◆ Source passage
○ ○ ○ ○ ○

I took a theatre history class in high school as part of a summer drama program. I don’t remember much about it.
A graying, distinguished professor. A dusty lecture hall. Passing notes to my friends. Some stuff about the Greeks. That’s about it. Then I went to college, and theatre history was tied to plays, and to production, so of course it made more sense, and fell into place. Somewhat.
Then I started teaching drama. And I felt a responsibility to it. It is, after all, a standard, and shouldn’t we make sure that our creative artists have solid foundations in the why and wherefore of the divine madness?
But it still doesn’t seem to be something which is easy to teach to beginning drama students. And for many of us, who teach a basic, comprehensive drama class, that is a challenge.
The first time I ever attempted to teach theatre history, it was to advanced students, and even they were resistant. Take these kids who feel like they’ve been acting, doing, and start handing them handouts, and lecturing to them, and wanting them to read archaic texts, and there will be pushback. You could, of course, start the year with it, but then how do you ever wake up these potential performers who have been used to doing the book work of academia, but applied to theatre?
You make it active, using the principals of on-your-feet learning.
I’ve been able to jam a lot of content into students by distilling what I’m trying to teach into a few ideas, and putting those ideas into an active context which has a performance component.
Let’s begin with the beginning. Storytelling.
How Did Theatre Begin?
1. Ask your students: How did theatre begin? You can do this as a quickwrite, a snowball (write it down, throw it across the room, everyone pick up someone elses) a think/pair/share. You can have them actively make group sculptures that demonstrate their ideas.
2. Record their responses in physical form so that they can be referred to. On the whiteboard, on butcher paper, on your cool smartboard thing. Whatever.
3. They will give you responses that don’t go far back enough. Push them to get to early man, to groups of people who were trying to survive, who were governed by what we now call “magical thinking,” a kind of thinking that made them create rituals in order to safeguard themselves.
Ritual can be defined as 1. A religious or solemn ceremony consisting of a series of actions performed according to a prescribed order. 2. of, relating to, or done as a religious or solemn rite.
Depending on your population, feel free to emphasize or deemphasize the religious element of this discussion. I go to great lengths to point out that when I mention religion in the classroom, as I frequently do while discussing theatre history, I am doing so in a way which considers religion as a force in culture rather than emphasizing any particular religion’s approach to anything.

○ ○ ○ ○ ○

◆ Data extracts
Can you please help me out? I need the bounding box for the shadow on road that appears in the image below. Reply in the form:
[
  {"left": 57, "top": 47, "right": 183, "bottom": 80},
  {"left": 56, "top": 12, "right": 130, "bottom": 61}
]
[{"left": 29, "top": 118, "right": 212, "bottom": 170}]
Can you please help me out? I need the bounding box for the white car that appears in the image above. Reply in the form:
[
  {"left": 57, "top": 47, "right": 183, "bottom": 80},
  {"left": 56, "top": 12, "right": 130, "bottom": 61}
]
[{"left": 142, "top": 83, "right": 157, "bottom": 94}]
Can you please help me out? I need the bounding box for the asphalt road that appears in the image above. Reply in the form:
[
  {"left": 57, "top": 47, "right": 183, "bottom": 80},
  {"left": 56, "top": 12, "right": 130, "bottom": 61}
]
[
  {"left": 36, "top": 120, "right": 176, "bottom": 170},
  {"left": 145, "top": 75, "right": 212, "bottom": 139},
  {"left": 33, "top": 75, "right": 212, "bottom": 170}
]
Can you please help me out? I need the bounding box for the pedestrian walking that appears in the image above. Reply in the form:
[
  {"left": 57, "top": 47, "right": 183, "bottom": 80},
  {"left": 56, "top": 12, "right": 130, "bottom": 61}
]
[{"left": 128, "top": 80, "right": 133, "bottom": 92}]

○ ○ ○ ○ ○

According to the passage on teaching theatre history, what should be done with students' responses to the question of how theatre began?

Record them in physical form, such as on the whiteboard, butcher paper, or a smartboard, so they can be referred to.